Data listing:
______

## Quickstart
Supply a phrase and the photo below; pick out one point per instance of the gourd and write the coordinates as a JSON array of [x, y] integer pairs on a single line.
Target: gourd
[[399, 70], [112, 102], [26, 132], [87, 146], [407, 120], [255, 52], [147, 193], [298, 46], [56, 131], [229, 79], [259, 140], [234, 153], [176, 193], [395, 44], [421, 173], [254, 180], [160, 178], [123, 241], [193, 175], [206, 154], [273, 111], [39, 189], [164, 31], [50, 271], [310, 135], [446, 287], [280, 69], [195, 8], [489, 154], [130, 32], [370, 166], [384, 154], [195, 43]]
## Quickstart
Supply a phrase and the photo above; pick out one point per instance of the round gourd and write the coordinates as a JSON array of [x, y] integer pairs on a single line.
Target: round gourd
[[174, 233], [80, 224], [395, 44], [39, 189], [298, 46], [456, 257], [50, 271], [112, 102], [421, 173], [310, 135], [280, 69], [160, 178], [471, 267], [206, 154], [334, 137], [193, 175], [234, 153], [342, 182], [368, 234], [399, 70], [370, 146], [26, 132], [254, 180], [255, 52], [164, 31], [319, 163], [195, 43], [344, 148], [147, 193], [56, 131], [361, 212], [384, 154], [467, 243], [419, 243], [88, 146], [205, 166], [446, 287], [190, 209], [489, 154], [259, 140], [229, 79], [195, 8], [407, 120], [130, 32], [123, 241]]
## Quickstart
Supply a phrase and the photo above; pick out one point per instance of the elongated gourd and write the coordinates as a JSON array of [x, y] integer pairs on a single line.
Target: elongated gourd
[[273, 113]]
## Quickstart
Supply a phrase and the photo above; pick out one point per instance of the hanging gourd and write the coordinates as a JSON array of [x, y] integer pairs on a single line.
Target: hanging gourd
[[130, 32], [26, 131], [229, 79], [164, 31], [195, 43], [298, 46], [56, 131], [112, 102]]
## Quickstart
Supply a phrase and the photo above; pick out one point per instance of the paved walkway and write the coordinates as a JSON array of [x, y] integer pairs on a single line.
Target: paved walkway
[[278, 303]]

______

## Requirement
Express every one of the records above as a two-column CSV with the headers "prompt" and "response", one row per record. Put each field in quotation marks and replace line breaks with spaces.

## Finished task
prompt,response
"## Quickstart Supply a phrase and the photo below; pick out one point per instance of the gourd and write the coordinates as a JSON array of [x, y] integer pairs on a single line. Target: gourd","[[399, 70], [112, 102], [26, 132], [87, 146], [407, 120], [255, 52], [147, 193], [298, 46], [56, 131], [229, 79], [259, 140], [234, 153], [176, 193], [395, 44], [421, 173], [254, 180], [160, 178], [123, 241], [193, 175], [206, 154], [273, 111], [39, 189], [164, 31], [50, 271], [310, 135], [446, 287], [280, 69], [195, 8], [489, 154], [130, 32], [370, 166], [384, 154], [195, 43]]"
"## Quickstart Supply a phrase and the photo above; pick out one point per instance of the round gourd and write the coordinates as a JSON array of [x, y] integer pairs on a single line. Target: round gourd","[[174, 233], [80, 224], [395, 44], [39, 189], [298, 46], [456, 257], [50, 271], [112, 102], [421, 173], [310, 135], [280, 69], [160, 178], [471, 267], [206, 154], [334, 137], [193, 175], [234, 153], [342, 182], [368, 234], [399, 70], [370, 146], [26, 132], [254, 180], [255, 52], [164, 31], [319, 163], [195, 43], [344, 148], [147, 193], [56, 131], [361, 212], [384, 154], [467, 243], [419, 243], [88, 146], [205, 166], [446, 287], [190, 209], [489, 154], [259, 140], [229, 79], [195, 8], [407, 120], [130, 32], [123, 241]]"
"## Quickstart Supply a phrase and the photo above; pick out one point per instance of the elongated gourd and write the coordinates as a JSON array of [x, y] integer pairs on a single line. Target: elongated gourd","[[273, 113]]"
"## Quickstart Supply a phrase and the photo above; pick out one point per instance of the hanging gourd and write the coordinates as a JSON array of [x, y] integer pairs on a single line. Target: hanging gourd","[[130, 32], [26, 131], [229, 79], [164, 31], [195, 43], [298, 46], [56, 131], [112, 102]]"
"## Quickstart Supply a phrase and the photo above; pick out one point per instance of the paved walkway and write the coordinates as a JSON array of [x, y] integer pairs on a single line. Target: paved walkway","[[278, 303]]"